SHORT TASK »
Copy the lines below verbatim, starting at the line that contains "like [501, 567]." and ending at the final line, inclusive of both.

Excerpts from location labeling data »

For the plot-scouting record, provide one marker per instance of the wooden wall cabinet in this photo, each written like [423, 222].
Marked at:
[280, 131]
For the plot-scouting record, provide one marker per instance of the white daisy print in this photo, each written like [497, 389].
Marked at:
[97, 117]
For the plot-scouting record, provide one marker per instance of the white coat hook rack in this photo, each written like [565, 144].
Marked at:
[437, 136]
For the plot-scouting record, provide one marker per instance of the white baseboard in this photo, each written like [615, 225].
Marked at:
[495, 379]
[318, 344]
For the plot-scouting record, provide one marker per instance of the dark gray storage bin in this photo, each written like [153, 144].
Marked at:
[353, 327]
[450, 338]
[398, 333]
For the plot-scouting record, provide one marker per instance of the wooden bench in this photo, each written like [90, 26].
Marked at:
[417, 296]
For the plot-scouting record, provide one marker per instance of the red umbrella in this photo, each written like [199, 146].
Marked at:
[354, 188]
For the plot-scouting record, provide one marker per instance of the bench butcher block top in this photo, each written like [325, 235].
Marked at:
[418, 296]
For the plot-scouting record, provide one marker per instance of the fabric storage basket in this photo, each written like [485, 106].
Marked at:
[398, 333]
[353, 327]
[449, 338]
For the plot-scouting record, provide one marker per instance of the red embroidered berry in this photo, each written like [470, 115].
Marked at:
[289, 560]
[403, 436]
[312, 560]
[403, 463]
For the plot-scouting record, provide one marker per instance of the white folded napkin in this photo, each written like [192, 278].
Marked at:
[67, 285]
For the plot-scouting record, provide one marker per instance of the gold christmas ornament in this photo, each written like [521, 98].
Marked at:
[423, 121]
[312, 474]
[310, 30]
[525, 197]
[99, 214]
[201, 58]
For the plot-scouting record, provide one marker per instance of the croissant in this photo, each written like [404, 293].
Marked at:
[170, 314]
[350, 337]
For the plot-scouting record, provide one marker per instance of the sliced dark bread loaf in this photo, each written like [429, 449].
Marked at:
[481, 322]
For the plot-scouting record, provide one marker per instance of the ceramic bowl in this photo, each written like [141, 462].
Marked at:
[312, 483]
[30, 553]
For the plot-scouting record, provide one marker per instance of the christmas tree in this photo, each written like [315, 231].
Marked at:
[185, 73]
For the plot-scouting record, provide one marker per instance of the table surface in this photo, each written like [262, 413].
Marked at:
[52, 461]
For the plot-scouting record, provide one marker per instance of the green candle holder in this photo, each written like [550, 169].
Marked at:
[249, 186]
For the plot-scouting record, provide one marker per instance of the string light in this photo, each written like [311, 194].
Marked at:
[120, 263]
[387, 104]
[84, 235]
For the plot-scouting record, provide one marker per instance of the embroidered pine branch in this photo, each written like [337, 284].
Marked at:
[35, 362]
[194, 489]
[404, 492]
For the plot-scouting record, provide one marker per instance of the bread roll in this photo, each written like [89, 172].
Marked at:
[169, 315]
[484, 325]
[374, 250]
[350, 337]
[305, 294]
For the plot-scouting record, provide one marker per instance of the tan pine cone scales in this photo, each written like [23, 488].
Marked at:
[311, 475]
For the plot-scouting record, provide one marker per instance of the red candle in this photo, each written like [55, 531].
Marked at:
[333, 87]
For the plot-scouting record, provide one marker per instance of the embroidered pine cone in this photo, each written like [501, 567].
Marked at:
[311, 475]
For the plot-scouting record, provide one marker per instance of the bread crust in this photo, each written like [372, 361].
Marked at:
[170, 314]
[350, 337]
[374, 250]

EXPECTED ANSWER »
For the plot-scouting record, provide one marker per instance of the embroidered pine cone in this photo, each written like [501, 567].
Marked at:
[311, 475]
For the plot-scouting record, provide one marker per instance of the bread crust in this photo, each written like [372, 361].
Marked at:
[170, 314]
[350, 337]
[374, 250]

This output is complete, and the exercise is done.